> [Série de tâches]:
1. Mettez à jour le passage de l'extrait compris entre « Reprendre l’école, c’est » et « d’imaginer son avenir. » inclus, en remplaçant « collège » par « établissement ».
2. Répondez à ces questions sur l'extrait :
(a) Pendant combien de temps Nigel a-t-il été coupé de l'école ?
(b) Quel collège fréquente-t-il depuis quelques mois, et où se trouve-t-il ?
(c) Chez qui vit-il désormais ?

> [Extrait]:
______________________________

Notre FUTUR

Reprendre l’école, c’est reprendre ma vie

Pendant trois ans, Nigel a été coupé de l’école. À 11 ans, il a été brutalement projeté dans le monde du travail. Un monde informel, dur, cassant. Puis, par hasard, un programme d’échange avec Les Apprentis d’Auteuil lui a ouvert la porte d’un collège. Aujourd’hui, il est de retour en classe, heureux de retrouver l’école et d’imaginer son avenir.

 

 

Je fréquente depuis quelques mois le collège Fatima à Trou aux Biches. Je trouve ça trop bien. C’est cette année seulement que j’ai repris l’école. Cette reconnexion a été possible grâce aux gens, notamment aux éducateurs français que j’ai rencontrés lors du programme d’échanges entre Caritas de Solitude et Les Apprentis d’Auteuil de Paris. Je suis fier d’avoir renoué avec l’école. Pour moi, c’est important car c’est grâce à cela que je peux essayer d’imaginer avoir un avenir un jour. C’est quoi « avoir un avenir » ? Un travail, une vie normale avec des amis, des activités et surtout un toit sur ma tête. Tout ça c’était éloigné de moi pendant des années. J’étais dans un monde pas fait pour les enfants mais je n’avais pas trop le temps de me poser des questions. Je suis allé de maison en maison. J’ai habité à plusieurs endroits. Désormais je vis chez une tante à Solitude. En fait, j’ai connu Caritas car avant ma maman venait travailler dans le jardin ici, comme de nombreuses femmes qui connaissent certaines difficultés.

______________________________

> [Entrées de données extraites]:
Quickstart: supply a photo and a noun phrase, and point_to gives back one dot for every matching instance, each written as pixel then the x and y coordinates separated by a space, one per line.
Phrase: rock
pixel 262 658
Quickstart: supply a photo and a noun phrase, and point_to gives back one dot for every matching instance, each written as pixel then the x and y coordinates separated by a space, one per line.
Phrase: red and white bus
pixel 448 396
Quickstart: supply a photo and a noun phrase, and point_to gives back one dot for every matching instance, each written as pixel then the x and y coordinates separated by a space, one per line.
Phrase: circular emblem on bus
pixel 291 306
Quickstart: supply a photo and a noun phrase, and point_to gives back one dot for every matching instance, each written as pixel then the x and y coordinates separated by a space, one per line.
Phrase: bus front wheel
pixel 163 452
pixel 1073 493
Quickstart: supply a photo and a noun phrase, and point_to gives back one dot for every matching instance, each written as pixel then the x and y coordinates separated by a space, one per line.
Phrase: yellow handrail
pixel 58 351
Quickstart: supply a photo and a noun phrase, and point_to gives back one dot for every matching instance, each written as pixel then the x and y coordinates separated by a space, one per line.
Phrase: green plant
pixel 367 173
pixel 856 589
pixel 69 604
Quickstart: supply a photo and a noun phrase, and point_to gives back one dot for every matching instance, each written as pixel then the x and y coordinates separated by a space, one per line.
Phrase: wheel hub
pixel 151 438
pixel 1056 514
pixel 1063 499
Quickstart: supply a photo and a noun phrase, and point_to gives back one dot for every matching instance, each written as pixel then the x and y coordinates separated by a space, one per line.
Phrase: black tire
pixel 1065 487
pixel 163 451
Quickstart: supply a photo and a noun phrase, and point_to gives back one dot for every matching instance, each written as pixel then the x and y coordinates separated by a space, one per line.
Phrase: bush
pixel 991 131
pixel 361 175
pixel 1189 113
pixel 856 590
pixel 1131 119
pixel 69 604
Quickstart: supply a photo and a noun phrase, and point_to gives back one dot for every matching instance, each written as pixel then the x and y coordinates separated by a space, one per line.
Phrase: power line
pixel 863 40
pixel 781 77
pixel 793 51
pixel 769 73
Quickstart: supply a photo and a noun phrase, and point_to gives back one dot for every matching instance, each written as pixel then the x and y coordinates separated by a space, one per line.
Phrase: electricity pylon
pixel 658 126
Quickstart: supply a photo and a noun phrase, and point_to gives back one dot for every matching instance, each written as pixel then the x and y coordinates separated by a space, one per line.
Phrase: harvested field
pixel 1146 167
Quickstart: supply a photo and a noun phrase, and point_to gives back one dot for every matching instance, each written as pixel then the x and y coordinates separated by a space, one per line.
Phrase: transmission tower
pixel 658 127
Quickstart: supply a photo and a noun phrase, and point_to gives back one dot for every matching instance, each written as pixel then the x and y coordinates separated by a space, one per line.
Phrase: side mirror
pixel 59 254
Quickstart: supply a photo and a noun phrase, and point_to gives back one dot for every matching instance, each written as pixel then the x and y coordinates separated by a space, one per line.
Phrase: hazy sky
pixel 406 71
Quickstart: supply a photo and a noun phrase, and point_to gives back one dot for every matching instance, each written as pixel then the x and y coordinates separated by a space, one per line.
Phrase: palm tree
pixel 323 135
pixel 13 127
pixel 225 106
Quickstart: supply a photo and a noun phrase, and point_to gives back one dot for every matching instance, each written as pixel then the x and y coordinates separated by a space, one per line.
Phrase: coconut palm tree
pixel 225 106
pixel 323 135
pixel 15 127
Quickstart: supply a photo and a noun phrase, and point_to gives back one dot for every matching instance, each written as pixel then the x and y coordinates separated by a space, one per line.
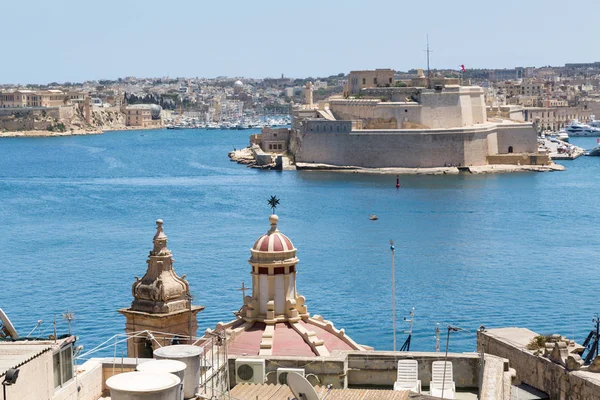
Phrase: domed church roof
pixel 273 241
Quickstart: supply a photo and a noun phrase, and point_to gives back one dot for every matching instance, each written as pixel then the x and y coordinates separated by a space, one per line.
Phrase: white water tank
pixel 174 367
pixel 144 386
pixel 190 355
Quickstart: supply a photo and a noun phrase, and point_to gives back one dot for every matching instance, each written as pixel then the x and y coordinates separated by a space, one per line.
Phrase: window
pixel 63 366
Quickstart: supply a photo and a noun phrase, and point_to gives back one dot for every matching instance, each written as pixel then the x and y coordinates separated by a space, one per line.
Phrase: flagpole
pixel 393 249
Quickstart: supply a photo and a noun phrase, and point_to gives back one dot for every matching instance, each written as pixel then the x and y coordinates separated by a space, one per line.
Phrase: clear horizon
pixel 71 41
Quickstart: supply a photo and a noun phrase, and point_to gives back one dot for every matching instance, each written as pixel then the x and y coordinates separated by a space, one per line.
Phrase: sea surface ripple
pixel 78 217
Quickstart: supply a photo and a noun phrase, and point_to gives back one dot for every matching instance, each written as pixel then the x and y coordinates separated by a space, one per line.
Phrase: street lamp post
pixel 10 379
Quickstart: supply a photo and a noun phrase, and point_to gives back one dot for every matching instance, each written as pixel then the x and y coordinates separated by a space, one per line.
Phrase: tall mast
pixel 428 69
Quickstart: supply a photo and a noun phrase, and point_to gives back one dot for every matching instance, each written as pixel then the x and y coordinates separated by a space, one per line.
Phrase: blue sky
pixel 77 40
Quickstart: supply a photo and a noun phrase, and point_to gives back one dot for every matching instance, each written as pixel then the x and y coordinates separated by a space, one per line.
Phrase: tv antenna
pixel 591 342
pixel 6 327
pixel 428 69
pixel 69 316
pixel 406 345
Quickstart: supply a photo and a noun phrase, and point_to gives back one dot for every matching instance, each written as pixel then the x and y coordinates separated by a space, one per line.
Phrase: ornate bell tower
pixel 274 296
pixel 161 303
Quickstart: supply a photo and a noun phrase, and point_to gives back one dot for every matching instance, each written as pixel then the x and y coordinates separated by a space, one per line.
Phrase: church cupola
pixel 161 307
pixel 160 290
pixel 274 296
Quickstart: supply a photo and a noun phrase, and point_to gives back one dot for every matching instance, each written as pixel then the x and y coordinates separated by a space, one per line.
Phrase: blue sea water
pixel 78 216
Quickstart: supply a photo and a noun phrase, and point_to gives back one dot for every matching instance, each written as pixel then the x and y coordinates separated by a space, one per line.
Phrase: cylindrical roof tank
pixel 144 386
pixel 174 367
pixel 190 355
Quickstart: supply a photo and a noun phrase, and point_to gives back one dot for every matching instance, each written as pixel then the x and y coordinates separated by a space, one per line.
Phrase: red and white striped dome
pixel 273 241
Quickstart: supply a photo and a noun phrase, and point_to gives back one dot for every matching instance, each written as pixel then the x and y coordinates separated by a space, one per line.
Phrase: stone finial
pixel 160 239
pixel 273 219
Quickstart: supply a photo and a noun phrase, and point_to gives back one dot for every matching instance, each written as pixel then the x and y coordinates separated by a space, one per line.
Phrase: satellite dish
pixel 301 388
pixel 7 326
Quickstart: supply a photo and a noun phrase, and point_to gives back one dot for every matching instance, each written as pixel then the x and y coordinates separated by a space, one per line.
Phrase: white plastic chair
pixel 408 376
pixel 438 382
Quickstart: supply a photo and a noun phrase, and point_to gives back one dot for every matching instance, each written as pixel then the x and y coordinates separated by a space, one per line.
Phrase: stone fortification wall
pixel 453 107
pixel 326 126
pixel 521 137
pixel 376 114
pixel 394 94
pixel 400 148
pixel 540 372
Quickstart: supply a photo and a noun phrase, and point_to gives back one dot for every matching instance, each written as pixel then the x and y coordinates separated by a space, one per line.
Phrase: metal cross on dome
pixel 273 203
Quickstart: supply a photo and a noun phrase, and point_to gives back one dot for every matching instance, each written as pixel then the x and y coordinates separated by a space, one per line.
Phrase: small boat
pixel 578 129
pixel 593 152
pixel 562 135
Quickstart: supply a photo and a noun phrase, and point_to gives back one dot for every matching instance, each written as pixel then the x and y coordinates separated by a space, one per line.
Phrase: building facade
pixel 143 115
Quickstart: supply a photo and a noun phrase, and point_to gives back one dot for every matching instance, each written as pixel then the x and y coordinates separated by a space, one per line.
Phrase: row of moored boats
pixel 195 123
pixel 579 129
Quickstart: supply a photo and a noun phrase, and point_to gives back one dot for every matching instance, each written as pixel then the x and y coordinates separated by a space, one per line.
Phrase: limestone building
pixel 274 320
pixel 161 303
pixel 410 127
pixel 358 80
pixel 143 115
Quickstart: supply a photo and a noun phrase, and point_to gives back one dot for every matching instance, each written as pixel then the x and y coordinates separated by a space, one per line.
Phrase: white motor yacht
pixel 576 128
pixel 562 135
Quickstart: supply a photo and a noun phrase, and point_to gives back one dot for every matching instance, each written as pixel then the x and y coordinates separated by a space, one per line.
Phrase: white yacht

______________________________

> [Réponses]:
1.
Reprendre l’école, c’est reprendre ma vie

Pendant trois ans, Nigel a été coupé de l’école. À 11 ans, il a été brutalement projeté dans le monde du travail. Un monde informel, dur, cassant. Puis, par hasard, un programme d’échange avec Les Apprentis d’Auteuil lui a ouvert la porte d’un établissement. Aujourd’hui, il est de retour en classe, heureux de retrouver l’école et d’imaginer son avenir.

2.
(a) Pendant trois ans.
(b) Le collège Fatima, à Trou aux Biches.
(c) Chez une tante, à Solitude.